Selected extract =
════════════════════

No matter how private or personal, trauma cannot belong solely to a family, or even to that family’s intricate ancestral tree. The consequences of trauma seep across communities, regions, lands, and nations.
Thomas Hübl, Healing Collective Trauma
Seeking answers to the questions: how long do memories of trauma travel down the generations? How do they show up even when they aren’t talked about directly?
thepleasantdream.com
I keep coming across statements that say Acadians are invisible. That the more dominant cultures of Canada and the U.S. exclude our stories from history, sociology, everyday discourse.
And, yet, every time I turn around (metaphorically), it seems I’m bumping into a fellow Acadian, a cousin with whom I can trace genealogy to our shared ancestors. On Facebook. In Substack. On Etsy. In a chat room of an online writer’s workshop. On a park bench or a retreat center deck while I’m writing in a journal minding my own business.
It’s like there’s an ethereal transgenerational magnet out there gathering iron-filing descendants.
livescience.com
One discovered cousin — Ian, who’s retired to a cottage in Wales — calls it cousinage.

════════════════════

Tasks to perform =
a. Please repeat the piece about Acadian cousins word for word, from "Thomas Hübl, Healing" to "talked about directly?".
b. Answer these from the piece about Acadian cousins:
(i) According to the opening quotation, what can trauma not belong solely to?
(ii) Where has the cousin Ian retired?
(iii) What does Ian call the experience of meeting fellow Acadians?
Rely on the piece about Acadian cousins alone.

Information provided =
════════════════════

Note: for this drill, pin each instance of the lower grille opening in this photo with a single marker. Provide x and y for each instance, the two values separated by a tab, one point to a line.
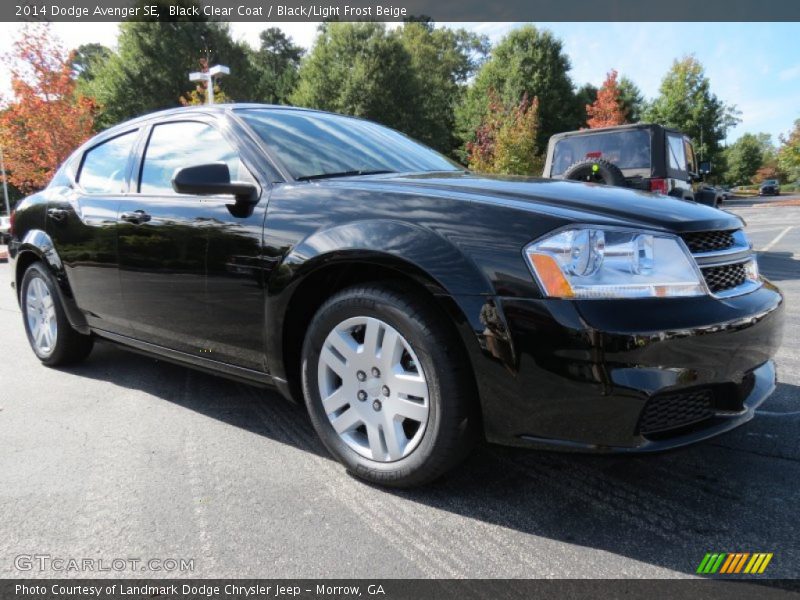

════════════════════

Written answers =
a.
Thomas Hübl, Healing Collective Trauma
Seeking answers to the questions: how long do memories of trauma travel down the generations? How do they show up even when they aren’t talked about directly?

b.
(i) A family, or even that family's intricate ancestral tree
(ii) To a cottage in Wales
(iii) Cousinage